● EXERCISE
Can you continue the passage on atonement and the guilt and shame of the first sin, starting right after its last sentence?

======== EXTRACT TO READ

If, then, the very first sin is textually linked with these two effects of guilt and shame, the promised remedy that will unfold in the rest of Scripture must be sufficient to deal with these two effects. In other words, the whole solution to the problem must be able to deal with all the effects of the problem. In the sovereign wisdom of God, we see the gospel doing exactly that.

The Biblical Solution of Atonement

As the Bible unveils God’s plan for and accomplishment of salvation for his people, there are multiple perspectives the biblical authors use to illustrate and unpack just how all-encompassing his salvation is. From law-court imagery to marketplace analogy, the Bible presents atonement as accomplishing redemption, restoration, adoption, and the provision of an alien righteousness for those formerly condemned by sin.

One clear affirmation that the gospel is a means by which God’s wrath is propitiated by Christ as a substitutionary sacrifice is found in Romans 4:25: “[Jesus our Lord] was delivered up for our trespasses and raised for our justification.” Further, Romans 5:17-18 reminds us,

Since by the one man’s trespass death reigned through that one man, how much more will those who receive the overflow of grace and the gift of righteousness reign in life through the one man, Jesus Christ. So then, as through one trespass there is condemnation for everyone, so also through one righteous act there is justification leading to life for everyone.

================
======== PROVIDED RECORDS

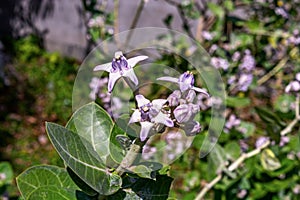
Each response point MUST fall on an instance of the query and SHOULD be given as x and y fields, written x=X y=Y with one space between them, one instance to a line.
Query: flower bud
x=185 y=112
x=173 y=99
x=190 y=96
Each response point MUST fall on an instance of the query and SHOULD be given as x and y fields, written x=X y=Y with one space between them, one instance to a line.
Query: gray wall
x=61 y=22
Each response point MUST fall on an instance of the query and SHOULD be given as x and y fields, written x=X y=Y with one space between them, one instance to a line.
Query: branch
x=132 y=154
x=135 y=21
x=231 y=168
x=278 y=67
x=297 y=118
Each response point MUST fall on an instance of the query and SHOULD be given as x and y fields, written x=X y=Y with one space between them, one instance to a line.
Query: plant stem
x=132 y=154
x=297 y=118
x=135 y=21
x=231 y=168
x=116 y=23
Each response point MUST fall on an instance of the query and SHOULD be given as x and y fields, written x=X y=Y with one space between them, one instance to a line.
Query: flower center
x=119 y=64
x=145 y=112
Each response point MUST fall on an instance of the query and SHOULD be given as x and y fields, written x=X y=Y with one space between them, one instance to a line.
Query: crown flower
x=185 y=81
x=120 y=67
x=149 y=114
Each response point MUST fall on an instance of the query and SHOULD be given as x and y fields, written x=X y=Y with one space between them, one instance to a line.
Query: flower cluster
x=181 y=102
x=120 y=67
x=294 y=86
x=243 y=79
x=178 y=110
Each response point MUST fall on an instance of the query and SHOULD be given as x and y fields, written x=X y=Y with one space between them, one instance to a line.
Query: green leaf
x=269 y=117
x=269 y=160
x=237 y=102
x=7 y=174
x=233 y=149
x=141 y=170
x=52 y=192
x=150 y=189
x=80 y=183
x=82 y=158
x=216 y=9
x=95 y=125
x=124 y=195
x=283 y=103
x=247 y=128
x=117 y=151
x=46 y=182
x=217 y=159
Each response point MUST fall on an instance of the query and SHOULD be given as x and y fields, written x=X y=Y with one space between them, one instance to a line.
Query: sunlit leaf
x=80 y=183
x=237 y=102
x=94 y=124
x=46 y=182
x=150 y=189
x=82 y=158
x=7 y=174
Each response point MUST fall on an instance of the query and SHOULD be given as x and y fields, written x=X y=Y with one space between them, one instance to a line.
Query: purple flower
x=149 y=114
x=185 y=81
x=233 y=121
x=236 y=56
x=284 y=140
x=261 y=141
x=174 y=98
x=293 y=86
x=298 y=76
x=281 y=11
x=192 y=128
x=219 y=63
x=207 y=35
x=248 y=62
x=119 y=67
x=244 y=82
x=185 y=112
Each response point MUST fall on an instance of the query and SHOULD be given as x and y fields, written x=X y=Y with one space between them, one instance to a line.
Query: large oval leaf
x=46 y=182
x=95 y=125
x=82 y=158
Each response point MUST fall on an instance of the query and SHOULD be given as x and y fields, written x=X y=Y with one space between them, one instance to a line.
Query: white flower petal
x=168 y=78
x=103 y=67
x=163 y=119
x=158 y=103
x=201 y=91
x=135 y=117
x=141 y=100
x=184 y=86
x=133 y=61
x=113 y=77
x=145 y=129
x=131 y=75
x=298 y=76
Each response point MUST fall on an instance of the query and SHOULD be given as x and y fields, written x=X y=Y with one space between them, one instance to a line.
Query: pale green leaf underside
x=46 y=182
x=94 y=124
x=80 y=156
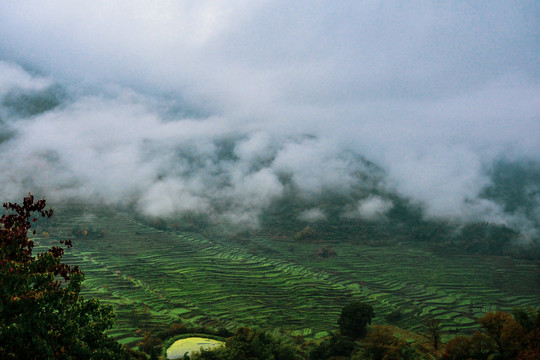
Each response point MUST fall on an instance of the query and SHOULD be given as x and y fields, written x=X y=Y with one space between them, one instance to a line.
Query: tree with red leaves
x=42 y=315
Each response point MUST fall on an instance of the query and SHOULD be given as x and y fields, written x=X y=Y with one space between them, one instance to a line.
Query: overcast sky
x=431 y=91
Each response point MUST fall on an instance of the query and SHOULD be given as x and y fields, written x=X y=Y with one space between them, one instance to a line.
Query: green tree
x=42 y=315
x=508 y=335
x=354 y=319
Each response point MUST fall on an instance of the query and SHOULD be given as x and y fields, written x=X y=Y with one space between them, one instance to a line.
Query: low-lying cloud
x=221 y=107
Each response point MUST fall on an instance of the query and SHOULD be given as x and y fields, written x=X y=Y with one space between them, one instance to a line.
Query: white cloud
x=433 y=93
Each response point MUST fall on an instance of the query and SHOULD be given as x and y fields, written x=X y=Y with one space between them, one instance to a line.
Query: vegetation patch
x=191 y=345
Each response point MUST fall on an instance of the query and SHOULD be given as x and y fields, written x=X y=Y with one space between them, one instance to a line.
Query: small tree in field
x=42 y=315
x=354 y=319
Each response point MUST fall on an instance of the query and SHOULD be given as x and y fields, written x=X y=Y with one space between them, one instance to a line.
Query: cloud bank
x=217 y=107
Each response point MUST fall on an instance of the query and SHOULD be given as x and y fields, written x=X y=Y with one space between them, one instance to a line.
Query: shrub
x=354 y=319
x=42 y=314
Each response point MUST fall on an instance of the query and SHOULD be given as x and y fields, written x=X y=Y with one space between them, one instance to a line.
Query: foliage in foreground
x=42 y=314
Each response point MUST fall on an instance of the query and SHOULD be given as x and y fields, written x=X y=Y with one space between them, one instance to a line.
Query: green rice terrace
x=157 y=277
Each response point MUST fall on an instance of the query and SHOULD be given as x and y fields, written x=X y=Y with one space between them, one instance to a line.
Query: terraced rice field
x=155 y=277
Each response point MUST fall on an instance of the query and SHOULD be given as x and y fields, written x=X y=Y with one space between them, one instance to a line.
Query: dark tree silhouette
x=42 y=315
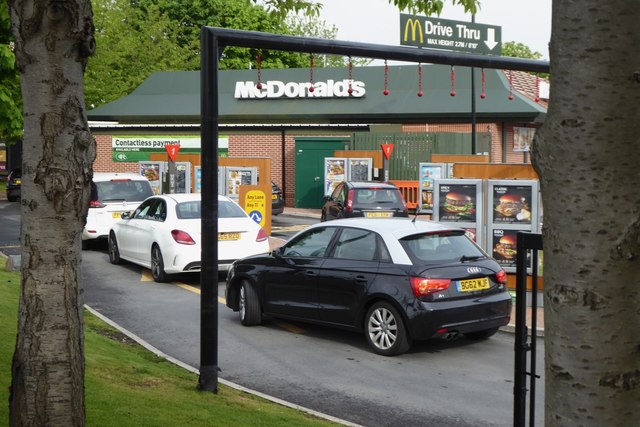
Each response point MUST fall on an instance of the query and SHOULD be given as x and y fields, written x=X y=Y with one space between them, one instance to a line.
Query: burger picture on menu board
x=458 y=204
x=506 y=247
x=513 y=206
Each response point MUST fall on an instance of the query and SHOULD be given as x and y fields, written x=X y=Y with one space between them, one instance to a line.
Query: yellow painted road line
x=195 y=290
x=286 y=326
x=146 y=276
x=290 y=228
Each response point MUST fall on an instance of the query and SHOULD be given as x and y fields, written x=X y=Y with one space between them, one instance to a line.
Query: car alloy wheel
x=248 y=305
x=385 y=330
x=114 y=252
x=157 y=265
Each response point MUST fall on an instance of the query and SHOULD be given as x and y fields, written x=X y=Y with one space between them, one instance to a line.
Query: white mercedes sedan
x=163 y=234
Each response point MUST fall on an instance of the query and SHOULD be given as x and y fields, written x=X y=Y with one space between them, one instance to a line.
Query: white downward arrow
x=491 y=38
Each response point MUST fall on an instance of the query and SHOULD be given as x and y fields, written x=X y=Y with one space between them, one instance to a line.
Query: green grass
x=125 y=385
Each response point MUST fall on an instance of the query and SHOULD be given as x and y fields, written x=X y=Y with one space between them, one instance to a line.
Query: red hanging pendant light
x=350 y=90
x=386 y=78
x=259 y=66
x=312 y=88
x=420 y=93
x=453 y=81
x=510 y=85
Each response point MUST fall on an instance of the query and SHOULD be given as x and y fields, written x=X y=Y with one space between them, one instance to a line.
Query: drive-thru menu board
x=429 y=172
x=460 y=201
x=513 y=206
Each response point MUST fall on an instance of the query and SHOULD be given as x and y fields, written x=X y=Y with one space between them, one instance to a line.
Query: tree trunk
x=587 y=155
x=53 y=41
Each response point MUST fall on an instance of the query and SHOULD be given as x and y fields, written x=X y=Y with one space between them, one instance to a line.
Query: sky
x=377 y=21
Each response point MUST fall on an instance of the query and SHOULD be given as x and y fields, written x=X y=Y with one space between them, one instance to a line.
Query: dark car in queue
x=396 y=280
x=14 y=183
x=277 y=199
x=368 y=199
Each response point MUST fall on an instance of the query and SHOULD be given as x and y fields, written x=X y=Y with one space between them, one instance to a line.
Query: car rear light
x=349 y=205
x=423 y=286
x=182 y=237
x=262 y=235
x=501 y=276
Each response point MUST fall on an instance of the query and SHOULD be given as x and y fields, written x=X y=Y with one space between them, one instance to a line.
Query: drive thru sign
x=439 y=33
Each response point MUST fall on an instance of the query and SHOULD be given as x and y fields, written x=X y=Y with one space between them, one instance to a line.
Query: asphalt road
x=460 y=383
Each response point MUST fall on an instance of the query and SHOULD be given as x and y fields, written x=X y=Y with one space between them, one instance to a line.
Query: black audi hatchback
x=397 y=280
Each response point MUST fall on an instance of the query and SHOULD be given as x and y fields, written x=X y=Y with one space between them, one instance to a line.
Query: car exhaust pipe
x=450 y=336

================
======== PROVIDED RECORDS

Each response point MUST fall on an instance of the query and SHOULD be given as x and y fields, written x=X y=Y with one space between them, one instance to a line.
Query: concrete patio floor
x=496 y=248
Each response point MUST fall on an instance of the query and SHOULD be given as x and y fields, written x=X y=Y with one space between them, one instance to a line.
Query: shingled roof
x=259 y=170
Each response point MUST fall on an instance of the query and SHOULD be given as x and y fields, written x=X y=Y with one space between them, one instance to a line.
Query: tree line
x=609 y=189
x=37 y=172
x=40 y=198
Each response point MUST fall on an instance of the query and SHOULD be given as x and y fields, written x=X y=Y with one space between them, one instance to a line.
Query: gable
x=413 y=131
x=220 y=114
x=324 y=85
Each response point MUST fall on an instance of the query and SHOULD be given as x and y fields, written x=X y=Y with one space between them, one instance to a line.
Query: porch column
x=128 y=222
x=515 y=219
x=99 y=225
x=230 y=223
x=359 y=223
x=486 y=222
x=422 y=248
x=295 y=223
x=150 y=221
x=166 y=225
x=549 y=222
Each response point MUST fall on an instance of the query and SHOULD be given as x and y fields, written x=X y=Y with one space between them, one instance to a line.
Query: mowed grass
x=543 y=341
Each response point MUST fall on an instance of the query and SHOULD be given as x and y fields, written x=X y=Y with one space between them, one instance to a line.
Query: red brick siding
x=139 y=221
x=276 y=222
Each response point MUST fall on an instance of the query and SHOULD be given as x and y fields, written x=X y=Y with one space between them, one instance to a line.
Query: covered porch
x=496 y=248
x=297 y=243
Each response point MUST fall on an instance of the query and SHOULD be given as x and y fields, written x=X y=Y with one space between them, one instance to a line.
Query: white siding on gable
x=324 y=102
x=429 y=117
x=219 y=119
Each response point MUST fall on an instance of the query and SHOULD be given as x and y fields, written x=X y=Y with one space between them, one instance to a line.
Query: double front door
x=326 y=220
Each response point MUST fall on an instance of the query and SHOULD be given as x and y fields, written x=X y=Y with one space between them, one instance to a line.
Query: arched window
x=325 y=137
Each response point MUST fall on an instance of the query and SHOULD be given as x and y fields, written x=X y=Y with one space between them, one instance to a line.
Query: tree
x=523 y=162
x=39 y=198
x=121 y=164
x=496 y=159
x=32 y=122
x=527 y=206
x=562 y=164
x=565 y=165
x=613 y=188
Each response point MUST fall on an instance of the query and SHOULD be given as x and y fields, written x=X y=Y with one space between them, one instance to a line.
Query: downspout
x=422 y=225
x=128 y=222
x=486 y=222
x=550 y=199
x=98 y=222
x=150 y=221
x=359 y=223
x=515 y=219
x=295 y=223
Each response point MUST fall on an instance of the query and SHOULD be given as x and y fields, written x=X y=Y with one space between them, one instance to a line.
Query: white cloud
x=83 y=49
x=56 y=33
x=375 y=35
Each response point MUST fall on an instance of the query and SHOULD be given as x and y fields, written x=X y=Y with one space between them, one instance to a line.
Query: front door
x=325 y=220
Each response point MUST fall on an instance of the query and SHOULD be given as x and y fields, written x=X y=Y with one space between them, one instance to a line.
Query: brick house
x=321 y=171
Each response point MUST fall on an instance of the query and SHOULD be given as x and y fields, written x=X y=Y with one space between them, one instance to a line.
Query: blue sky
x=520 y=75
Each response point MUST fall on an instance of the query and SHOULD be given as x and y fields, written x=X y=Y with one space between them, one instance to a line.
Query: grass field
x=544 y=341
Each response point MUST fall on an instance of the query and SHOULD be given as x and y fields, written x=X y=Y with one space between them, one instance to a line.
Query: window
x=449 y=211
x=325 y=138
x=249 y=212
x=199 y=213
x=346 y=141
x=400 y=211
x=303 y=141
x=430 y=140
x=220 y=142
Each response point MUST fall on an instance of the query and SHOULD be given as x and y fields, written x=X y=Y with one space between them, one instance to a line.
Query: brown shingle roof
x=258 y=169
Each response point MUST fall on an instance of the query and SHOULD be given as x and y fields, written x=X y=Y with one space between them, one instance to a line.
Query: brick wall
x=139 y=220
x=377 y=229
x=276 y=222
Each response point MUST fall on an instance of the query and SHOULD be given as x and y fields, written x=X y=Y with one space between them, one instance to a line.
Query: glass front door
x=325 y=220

================

● RESULT
The guilt occurring from the creature’s trespass has always required the creator’s forgiveness. God has decreed that such forgiveness will not occur without the shedding of blood (Hebrews 9:22). Christ’s perfect life and sacrificial death has obtained righteousness for trespassers and exhausted God’s righteous wrath against sin.           

But that is not all. The Bible also speaks of the undoing of shame in and through Christ’s ministry. In fact, the author of Hebrews tells us that we are to fix our eyes on Christ who scorned the shame of the cross and has been vindicated in his resurrection and elevated via his ascension to the place of honor at the right hand of the throne of God (Hebrews 12:2). Likewise, Paul in Romans describes the effect of Christ’s atonement in terms of proximity and access to God and the hope of the glory of God (Romans 5:1-5). These texts combine nearness to God and his glory with the reversal of our shame-inducing estrangement from the one whose image we bear. Only through Christ, then, does our shame of separation transform into honor of reconciliation. Only through Christ, then, is our sin-guilt justly propitiated so we can be mercifully declared righteous.

The Biblical Gospel

If all of the above is true of sin, its effects, and its remedy, then we should find ourselves glad to enter into discussions of Christ’s life, death, resurrection, and ascension from a variety of different angles. If our conversation partner is more acutely aware of the fact that they are estranged from their creator and sensitive to the shame that such an alienation produces, let us speak of the restorative and adoptive beauty of the gospel with them. But as they come to see the beauty of this facet of atonement, let us not fail to go on to describe the additional realities of our guilt and the righteousness that has been imputed to us by Christ.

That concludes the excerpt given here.